--- Start Material shown ---

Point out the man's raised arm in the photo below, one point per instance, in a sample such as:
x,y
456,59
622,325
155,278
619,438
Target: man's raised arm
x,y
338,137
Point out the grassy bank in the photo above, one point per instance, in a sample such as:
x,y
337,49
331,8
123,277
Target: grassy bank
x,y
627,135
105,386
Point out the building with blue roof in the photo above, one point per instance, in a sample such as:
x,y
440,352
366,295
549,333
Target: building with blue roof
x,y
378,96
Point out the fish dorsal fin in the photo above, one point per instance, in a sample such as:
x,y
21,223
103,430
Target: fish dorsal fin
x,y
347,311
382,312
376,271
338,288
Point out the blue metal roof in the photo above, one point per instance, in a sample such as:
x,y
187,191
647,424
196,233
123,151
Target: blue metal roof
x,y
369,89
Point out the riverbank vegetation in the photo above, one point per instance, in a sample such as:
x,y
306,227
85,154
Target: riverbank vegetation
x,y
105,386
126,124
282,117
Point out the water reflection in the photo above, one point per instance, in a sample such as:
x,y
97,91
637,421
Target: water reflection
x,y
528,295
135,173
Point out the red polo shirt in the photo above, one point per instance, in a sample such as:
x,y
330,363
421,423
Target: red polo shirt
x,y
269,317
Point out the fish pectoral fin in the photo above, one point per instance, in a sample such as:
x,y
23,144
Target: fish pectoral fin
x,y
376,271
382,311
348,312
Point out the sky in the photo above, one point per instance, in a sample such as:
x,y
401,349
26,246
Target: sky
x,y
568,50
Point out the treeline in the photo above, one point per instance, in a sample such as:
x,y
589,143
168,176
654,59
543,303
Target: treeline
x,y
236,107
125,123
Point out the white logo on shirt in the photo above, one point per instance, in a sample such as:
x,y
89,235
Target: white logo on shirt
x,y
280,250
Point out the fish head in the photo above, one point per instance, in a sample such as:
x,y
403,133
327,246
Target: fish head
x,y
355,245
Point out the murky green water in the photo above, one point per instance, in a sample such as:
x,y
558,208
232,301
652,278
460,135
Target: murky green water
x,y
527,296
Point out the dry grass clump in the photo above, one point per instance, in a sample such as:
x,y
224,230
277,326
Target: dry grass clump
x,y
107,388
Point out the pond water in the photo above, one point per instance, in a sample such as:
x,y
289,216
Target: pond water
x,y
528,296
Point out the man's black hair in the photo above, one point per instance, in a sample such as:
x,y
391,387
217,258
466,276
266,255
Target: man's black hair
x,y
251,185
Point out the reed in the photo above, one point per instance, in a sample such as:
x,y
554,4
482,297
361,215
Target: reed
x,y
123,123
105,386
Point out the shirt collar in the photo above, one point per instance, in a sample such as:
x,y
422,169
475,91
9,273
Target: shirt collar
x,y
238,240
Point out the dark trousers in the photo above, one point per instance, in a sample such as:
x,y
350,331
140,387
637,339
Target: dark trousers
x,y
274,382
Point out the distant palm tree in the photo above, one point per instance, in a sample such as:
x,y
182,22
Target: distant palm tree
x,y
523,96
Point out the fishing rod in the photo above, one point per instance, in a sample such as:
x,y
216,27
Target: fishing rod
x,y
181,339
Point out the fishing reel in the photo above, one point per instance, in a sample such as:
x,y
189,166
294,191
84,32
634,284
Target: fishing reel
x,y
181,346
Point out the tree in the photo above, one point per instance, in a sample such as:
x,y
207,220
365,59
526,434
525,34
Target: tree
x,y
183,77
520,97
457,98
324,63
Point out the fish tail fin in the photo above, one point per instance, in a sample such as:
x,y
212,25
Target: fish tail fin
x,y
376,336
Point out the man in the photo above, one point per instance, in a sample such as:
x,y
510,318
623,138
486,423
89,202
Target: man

--- End Material shown ---

• [Aim] Copy out the listing unchanged, from the line containing "Point out the fishing reel" through the final line of the listing, both included.

• [Exercise output]
Point out the fishing reel in the photo above, one point per instance, in a sample such as:
x,y
189,166
294,191
84,32
634,284
Target: fishing reel
x,y
181,346
Point out the tree in the photo above, one point per instance, in a sample such as:
x,y
207,220
365,59
526,434
525,34
Target: tree
x,y
183,77
520,97
457,98
324,63
Point out the fish tail fin in the photo above, one point per instance, in a sample such as:
x,y
212,25
Target: fish tail fin
x,y
376,336
Point out the man in the photo above, one point per instance, in a sample such as:
x,y
510,318
623,138
486,423
89,202
Target: man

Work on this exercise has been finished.